Material for this exercise:

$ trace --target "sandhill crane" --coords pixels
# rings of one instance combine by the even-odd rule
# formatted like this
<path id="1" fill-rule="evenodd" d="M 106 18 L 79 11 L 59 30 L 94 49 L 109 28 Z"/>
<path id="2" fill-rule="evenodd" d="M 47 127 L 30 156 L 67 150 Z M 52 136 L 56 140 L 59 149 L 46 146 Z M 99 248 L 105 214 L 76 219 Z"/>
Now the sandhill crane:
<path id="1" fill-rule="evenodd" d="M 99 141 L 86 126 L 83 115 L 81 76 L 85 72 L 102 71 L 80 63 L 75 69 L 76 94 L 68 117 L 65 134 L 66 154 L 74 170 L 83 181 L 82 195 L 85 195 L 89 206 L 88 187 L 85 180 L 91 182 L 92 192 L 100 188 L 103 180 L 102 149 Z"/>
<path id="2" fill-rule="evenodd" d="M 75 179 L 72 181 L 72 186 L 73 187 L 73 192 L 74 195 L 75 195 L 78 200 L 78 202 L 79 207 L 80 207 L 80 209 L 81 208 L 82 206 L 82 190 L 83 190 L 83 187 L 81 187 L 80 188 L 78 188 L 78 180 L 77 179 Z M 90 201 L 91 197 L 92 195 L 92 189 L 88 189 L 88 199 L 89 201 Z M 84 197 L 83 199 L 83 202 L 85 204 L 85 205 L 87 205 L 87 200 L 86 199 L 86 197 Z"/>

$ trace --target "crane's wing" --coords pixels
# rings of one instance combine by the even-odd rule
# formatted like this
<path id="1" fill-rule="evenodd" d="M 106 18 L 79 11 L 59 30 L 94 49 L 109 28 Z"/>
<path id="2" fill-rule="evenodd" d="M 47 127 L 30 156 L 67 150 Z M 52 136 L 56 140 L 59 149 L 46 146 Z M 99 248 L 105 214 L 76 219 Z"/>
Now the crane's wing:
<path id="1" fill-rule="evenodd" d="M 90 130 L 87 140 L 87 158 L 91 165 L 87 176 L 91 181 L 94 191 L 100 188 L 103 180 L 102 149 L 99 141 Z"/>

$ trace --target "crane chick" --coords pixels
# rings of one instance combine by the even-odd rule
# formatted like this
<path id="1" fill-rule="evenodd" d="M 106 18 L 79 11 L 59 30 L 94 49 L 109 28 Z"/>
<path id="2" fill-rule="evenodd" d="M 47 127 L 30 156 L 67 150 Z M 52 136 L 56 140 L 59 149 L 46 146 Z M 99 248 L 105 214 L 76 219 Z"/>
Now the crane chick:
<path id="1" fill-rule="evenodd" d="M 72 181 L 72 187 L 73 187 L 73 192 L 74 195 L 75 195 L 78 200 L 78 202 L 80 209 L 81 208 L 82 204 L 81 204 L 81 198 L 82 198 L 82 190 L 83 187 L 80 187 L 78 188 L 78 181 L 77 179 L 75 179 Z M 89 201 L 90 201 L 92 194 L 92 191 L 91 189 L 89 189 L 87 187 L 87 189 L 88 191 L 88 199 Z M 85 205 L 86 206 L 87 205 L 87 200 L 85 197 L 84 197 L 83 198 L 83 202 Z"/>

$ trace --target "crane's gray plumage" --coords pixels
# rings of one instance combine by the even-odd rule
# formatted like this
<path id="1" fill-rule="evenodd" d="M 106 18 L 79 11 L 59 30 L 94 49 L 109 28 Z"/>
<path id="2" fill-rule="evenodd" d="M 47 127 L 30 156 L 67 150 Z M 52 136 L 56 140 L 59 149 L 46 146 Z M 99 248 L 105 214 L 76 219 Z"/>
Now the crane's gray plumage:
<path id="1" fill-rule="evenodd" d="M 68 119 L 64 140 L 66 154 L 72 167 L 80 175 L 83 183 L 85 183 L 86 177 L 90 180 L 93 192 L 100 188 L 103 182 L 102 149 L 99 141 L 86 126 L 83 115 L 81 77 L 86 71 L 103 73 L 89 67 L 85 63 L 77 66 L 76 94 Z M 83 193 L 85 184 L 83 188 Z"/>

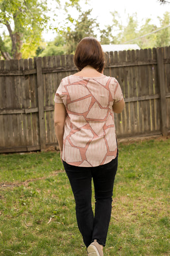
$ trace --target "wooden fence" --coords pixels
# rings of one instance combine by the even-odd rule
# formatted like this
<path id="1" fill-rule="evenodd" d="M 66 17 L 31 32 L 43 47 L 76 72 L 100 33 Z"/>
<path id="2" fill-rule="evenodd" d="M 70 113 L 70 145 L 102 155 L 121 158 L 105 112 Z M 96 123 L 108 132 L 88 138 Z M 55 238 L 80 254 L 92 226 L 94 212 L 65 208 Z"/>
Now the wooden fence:
<path id="1" fill-rule="evenodd" d="M 170 130 L 170 46 L 107 53 L 105 75 L 118 81 L 125 101 L 115 115 L 118 138 Z M 76 71 L 73 56 L 0 61 L 0 153 L 56 146 L 54 97 Z"/>

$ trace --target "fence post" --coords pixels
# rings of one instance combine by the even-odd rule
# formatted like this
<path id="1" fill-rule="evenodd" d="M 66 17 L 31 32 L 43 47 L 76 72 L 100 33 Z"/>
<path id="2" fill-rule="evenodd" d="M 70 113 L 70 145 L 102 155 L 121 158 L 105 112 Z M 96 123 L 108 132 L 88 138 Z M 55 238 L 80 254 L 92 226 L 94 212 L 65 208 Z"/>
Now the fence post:
<path id="1" fill-rule="evenodd" d="M 158 83 L 160 92 L 160 125 L 163 135 L 167 134 L 167 113 L 166 105 L 166 87 L 164 63 L 164 48 L 156 49 Z"/>
<path id="2" fill-rule="evenodd" d="M 44 85 L 42 73 L 42 58 L 35 58 L 37 69 L 37 82 L 38 102 L 38 115 L 40 150 L 46 148 L 46 126 L 44 113 Z"/>

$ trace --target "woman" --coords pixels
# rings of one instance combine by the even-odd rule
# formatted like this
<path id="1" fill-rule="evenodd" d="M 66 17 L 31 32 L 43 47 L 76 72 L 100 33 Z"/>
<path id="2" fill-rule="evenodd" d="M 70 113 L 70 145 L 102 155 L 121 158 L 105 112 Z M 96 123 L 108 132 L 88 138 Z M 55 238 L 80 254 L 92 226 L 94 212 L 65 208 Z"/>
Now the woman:
<path id="1" fill-rule="evenodd" d="M 118 82 L 103 74 L 104 55 L 96 39 L 82 39 L 74 60 L 79 72 L 64 78 L 55 96 L 55 132 L 88 255 L 103 256 L 117 167 L 114 112 L 120 113 L 124 101 Z"/>

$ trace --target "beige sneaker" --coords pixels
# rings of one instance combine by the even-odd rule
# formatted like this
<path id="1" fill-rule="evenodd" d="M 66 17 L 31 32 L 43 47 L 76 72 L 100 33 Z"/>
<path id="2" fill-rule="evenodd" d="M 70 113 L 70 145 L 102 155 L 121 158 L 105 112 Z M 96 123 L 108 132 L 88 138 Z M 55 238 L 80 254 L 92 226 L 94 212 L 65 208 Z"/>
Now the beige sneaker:
<path id="1" fill-rule="evenodd" d="M 87 252 L 89 256 L 103 256 L 103 252 L 97 240 L 95 240 L 87 247 Z"/>

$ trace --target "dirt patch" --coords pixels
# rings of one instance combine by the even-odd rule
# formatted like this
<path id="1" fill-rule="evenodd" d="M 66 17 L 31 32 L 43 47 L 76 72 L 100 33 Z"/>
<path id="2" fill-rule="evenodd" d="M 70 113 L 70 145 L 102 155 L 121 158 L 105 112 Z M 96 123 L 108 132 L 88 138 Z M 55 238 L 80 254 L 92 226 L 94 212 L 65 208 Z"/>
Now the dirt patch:
<path id="1" fill-rule="evenodd" d="M 64 172 L 64 171 L 62 170 L 60 170 L 55 171 L 55 172 L 50 175 L 49 176 L 46 176 L 45 177 L 40 177 L 36 179 L 31 179 L 30 180 L 27 180 L 23 182 L 18 182 L 15 181 L 14 182 L 5 182 L 5 183 L 0 183 L 0 188 L 13 188 L 14 187 L 19 187 L 20 186 L 23 185 L 25 186 L 28 186 L 30 182 L 32 182 L 33 181 L 36 181 L 37 180 L 45 180 L 46 179 L 49 179 L 49 178 L 53 177 L 58 175 L 60 172 Z"/>

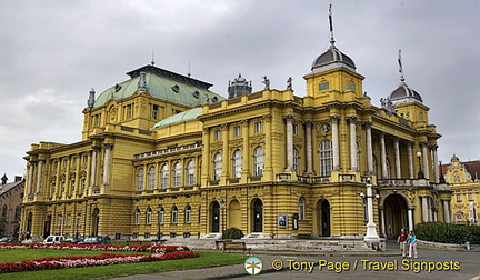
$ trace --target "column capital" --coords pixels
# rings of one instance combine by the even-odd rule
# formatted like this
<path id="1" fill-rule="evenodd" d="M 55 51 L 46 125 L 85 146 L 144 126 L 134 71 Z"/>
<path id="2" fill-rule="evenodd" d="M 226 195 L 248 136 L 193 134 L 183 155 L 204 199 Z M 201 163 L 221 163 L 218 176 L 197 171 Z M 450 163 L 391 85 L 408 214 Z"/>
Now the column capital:
<path id="1" fill-rule="evenodd" d="M 353 122 L 354 123 L 357 121 L 357 116 L 347 117 L 346 120 L 348 120 L 349 122 Z"/>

What you should do:
State how many lines in the records above contain the string "wooden". Give only the number.

Solution:
2